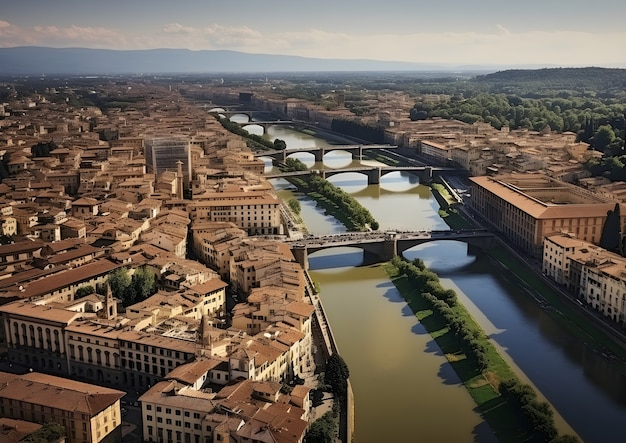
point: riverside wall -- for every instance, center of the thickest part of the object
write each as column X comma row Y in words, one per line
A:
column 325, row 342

______________________________

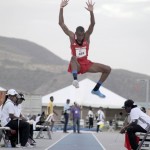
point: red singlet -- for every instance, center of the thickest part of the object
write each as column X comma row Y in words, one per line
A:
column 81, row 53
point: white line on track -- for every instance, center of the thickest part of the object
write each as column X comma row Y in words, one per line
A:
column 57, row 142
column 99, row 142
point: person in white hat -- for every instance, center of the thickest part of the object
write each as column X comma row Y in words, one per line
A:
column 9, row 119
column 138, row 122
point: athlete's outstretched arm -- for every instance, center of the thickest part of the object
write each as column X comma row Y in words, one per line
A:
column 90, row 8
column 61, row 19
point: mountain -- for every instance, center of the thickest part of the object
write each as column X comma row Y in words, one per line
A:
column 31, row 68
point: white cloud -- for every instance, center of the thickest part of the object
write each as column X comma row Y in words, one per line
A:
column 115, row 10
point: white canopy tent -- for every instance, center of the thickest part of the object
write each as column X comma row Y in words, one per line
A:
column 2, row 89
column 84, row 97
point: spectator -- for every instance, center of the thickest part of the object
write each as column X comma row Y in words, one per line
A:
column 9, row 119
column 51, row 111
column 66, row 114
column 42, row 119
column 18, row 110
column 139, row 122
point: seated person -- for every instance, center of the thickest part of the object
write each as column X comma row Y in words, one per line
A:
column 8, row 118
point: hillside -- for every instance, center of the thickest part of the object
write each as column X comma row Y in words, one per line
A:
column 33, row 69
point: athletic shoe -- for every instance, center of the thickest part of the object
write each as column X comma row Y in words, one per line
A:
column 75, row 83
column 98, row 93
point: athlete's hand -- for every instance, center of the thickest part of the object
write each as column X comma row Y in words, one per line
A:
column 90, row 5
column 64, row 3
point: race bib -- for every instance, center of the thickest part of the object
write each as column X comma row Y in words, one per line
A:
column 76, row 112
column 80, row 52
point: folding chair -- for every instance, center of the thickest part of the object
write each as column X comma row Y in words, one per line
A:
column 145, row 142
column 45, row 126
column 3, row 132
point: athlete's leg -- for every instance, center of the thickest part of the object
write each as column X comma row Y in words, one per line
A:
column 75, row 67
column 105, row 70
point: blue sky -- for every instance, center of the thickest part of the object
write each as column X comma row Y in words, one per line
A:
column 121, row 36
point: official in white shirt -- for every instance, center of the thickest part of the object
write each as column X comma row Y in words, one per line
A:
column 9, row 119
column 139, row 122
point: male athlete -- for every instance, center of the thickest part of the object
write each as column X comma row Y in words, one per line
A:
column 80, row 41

______________________________

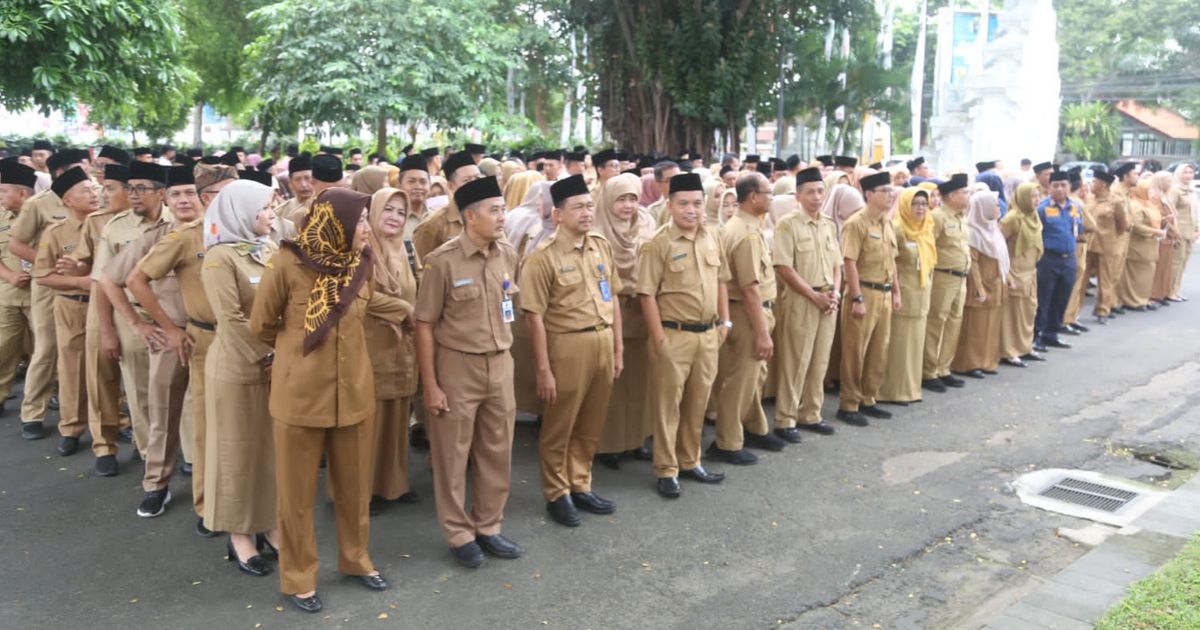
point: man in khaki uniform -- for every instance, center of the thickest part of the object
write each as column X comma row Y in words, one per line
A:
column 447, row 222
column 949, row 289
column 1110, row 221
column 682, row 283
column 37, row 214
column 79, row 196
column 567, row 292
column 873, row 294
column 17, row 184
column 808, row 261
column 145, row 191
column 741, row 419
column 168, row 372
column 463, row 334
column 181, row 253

______________________________

- **Task brief**
A bare number is expected: how many lines above contain the word "person"?

- **Solution to the problem**
2